*Page extract*.
Pipelines Docs is in beta — content is actively being added.

Pipelines Documentation

Pre-deployment simulation for AI agents

What is Pipelines?

Pipelines provides the infrastructure to test how AI agents behave in production-adjacent environments — from the decisions they make and the quality of their outputs to their operational performance, safety, and adherence to your standards. Port any agent, build a simulation, and scientifically measure what matters before you deploy.

Generate realistic scenarios on demand with our synthetic data generation service — seeded with your own data or built from scratch — tailored to your standard operating procedures, tribal knowledge, or curiosity. Then connect your agent, track its cost and performance, and ship a system you've tested and verified.

Quickstart

Test your system

How It Works

  1. Register your agent: Point us at an HTTP endpoint you host, or bring your own code to run in a sandbox — by pasting it, linking a git repo, or uploading an archive. Then declare the tools your agent can use.
  2. Generate scenarios: Use synthetic data generation to create test simulations in bulk, each with its own setup, expected behavior, and pass criteria.
  3. Run: Submit your scenarios to Odyssey, which runs each one as an isolated, live simulation — capturing every tool call and trace event along the way.
  4. Grade: Score each run with an LLM judge, your own custom graders, and operational metrics — getting a clear verdict with the reasoning behind it.
  5. Compare: Every experiment is stored and versioned, so you can review trajectories and track quality across agent versions.

*What you will do*.
Please repeat, word for word, the part of the Pipelines documentation page that opens with the words containing "Test your system" and closes with "across agent versions.". Work from the Pipelines documentation page alone.

(Records from a dataset)
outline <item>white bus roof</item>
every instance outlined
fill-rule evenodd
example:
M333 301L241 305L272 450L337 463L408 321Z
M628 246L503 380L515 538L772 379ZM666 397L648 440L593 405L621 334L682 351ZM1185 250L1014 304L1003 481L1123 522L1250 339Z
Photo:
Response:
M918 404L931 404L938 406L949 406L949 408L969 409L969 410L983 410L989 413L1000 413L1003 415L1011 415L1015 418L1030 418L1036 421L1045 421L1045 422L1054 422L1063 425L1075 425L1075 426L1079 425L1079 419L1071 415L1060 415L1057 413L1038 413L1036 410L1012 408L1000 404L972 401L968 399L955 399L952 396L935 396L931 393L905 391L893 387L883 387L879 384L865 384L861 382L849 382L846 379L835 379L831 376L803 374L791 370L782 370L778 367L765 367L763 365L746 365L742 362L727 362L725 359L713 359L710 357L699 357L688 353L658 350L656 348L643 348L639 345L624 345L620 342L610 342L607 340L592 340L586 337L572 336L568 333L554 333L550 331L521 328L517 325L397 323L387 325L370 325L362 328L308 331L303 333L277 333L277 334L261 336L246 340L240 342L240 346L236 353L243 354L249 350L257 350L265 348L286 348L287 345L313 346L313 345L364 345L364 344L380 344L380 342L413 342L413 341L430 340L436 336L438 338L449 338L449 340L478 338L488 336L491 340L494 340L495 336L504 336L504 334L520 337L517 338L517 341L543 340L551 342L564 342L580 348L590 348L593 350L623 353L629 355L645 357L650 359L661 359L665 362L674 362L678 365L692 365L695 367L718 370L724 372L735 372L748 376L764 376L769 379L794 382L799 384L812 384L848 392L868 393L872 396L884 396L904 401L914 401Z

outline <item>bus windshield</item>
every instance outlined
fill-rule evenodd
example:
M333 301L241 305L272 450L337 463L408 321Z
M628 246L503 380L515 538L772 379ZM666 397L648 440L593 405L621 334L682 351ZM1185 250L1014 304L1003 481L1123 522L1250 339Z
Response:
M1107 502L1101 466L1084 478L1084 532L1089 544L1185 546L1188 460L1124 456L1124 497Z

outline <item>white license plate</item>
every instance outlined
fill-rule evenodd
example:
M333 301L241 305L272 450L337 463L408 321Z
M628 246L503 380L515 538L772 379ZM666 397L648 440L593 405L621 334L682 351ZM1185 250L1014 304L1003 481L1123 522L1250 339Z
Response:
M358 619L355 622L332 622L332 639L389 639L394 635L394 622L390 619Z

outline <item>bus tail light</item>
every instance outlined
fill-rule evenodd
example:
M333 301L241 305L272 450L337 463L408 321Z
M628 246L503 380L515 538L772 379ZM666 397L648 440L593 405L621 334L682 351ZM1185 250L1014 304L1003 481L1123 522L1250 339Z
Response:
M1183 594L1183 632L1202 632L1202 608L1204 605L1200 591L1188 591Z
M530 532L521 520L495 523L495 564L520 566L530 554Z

*Answer box*.
Test your system

How It Works

  1. Register your agent: Point us at an HTTP endpoint you host, or bring your own code to run in a sandbox — by pasting it, linking a git repo, or uploading an archive. Then declare the tools your agent can use.
  2. Generate scenarios: Use synthetic data generation to create test simulations in bulk, each with its own setup, expected behavior, and pass criteria.
  3. Run: Submit your scenarios to Odyssey, which runs each one as an isolated, live simulation — capturing every tool call and trace event along the way.
  4. Grade: Score each run with an LLM judge, your own custom graders, and operational metrics — getting a clear verdict with the reasoning behind it.
  5. Compare: Every experiment is stored and versioned, so you can review trajectories and track quality across agent versions.